Jake managed to dig up an email address for Gross's company, and he sent them his resume and some pictures of his own solar prototype. He recalls chatting in the kitchen with his son one day shortly after. Together they had done some research on Gross and discovered one of his companies, eToys, had been worth $4 billion prior to the recession. The phone rang. Jokingly, Jake said to his son, "That's Bill Gross." But indeed, it was Gross on the phone, and after a short conversation, he invited Jake to fly to Los Angeles the next day to check out Idealab. Shortly thereafter, Jake became the 9th member of Gross's team.

Jake worked with companies founded through Idealab from 2003-2011, ultimately serving as Vice-President of Research & Development for eSolar. eSolar focused on Concentrated Solar Power (CSP), and they sought to develop a low-cost model that might be easily replicated in the sunniest places around the world (the Southwest U.S. being the closest). While eSolar closed down somewhat mysteriously in 2017, Bill Gross apparently kept the CSP dream alive through his company Heliogen. As this part-promotional, part-informational 2021 video about Heliogen demonstrates:

The Future of Solar-Hydrogen Farming

Jake's still intent on putting the principles of Concentrated Solar Power into action in his own backyard. He's relocated the platform for his solar power-tower (pictured above in Utah) to his backyard in Wonder Valley. The working acronym he's developed as a metric for his system's sustainability is SWARTH--Semi-Weatherable Auto-Refurbishable-Heliostat-Theory. For example, he's chosen aluminum as the material for trusses and frame because it's self-sealing and thus ideally without wear in a desert climate. Compare the steel tower in the photos below with the support structure constructed out of aluminum -- both are 30-years old, but the steel shows significant rust. Comparatively again, the material components of photovoltaic panels (PV) may deteriorate significantly over the course of 20-30 years under the blazing sun. Ultimately, Jake dreams of rolling out a solar-farm in Wonder Valley and a test facility, where interested parties and businesses can experiment with the thermal capacity his tower generates. His vision includes converting thermal energy into hydrogen power through thermochemical water splitting; thus he'd be 'farming' power that might be distributed locally.

> Extracted records
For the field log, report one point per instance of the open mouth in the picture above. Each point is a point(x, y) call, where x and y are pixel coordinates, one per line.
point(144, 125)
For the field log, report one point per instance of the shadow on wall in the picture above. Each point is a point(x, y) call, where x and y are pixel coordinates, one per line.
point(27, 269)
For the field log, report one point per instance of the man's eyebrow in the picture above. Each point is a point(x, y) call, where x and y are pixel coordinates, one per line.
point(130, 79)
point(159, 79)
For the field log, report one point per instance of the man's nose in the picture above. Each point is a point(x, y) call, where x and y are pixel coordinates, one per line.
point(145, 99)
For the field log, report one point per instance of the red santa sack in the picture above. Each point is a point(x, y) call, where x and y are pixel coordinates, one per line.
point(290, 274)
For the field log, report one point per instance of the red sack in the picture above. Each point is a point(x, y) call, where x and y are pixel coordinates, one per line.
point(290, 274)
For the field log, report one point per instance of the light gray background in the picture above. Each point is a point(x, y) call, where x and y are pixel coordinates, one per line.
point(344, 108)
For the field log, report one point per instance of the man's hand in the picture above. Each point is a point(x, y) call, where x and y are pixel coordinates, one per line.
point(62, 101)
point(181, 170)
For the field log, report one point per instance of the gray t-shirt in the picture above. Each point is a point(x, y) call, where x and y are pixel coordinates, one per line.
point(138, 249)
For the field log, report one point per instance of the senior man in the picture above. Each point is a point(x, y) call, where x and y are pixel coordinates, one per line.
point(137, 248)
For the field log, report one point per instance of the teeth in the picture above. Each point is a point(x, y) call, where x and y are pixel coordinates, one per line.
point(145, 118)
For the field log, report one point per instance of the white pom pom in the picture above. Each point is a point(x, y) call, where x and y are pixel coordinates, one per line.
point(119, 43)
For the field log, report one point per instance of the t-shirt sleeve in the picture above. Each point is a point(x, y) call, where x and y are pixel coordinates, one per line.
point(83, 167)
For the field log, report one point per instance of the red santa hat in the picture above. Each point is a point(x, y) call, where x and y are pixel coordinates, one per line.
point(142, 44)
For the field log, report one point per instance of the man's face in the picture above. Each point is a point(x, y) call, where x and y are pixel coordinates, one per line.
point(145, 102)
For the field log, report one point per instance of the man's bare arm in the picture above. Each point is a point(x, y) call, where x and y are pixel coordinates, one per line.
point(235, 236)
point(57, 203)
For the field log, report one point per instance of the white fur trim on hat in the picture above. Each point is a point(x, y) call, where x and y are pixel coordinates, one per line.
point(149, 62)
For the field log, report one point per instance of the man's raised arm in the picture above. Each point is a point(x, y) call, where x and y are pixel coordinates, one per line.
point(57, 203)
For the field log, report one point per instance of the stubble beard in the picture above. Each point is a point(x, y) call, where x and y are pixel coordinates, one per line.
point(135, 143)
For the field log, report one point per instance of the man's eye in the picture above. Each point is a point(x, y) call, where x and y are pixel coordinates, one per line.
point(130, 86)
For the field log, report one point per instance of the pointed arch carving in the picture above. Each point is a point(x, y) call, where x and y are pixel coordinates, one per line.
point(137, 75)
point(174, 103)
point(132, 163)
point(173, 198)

> Work to complete
**1.** Recast the paragraph of the solar-power text that begins "Jake's still intent on putting" as a bulleted list, keeping its main facts.
**2.** Resume the text about Jake's solar work, picking up right after its final sentence.
The records are distinct material, unrelated to the text about Jake's solar work.

> Written responses
**1.**
- Jake still intends to apply Concentrated Solar Power principles in his own backyard.
- He has moved the platform for his solar power-tower from Utah to his backyard in Wonder Valley.
- His working metric for the system's sustainability is the acronym SWARTH: Semi-Weatherable Auto-Refurbishable-Heliostat-Theory.
- He chose aluminum for the trusses and frame because it is self-sealing and should not wear in a desert climate. A 30-year-old aluminum support structure is compared with a steel tower of the same age, which shows significant rust.
- The material components of photovoltaic panels may deteriorate significantly over 20–30 years under the blazing sun.
- He hopes to build a solar farm and a test facility in Wonder Valley, where interested parties and businesses could experiment with the thermal capacity his tower generates.
- He envisions converting thermal energy into hydrogen power through thermochemical water splitting, "farming" power that could be distributed locally.

**2.**
Jake's working toward making that goal a reality as soon as possible. Effectively, he's worked out a one-man assembly-line on-site -- a press for mirrors/heliostats, various jigs to help shape and cut aluminum trusses to hold and manipulate the heliostats, and the hardware for control motor boxes (of which there are actually 12 different varieties). He's still tinkering with robots that could daily tend to the mirrors -- as it gets pretty unbearably hot in Wonder Valley during the dog days of summer (120+ F), but he admits that the robots aren't essential for getting the power-tower up and running.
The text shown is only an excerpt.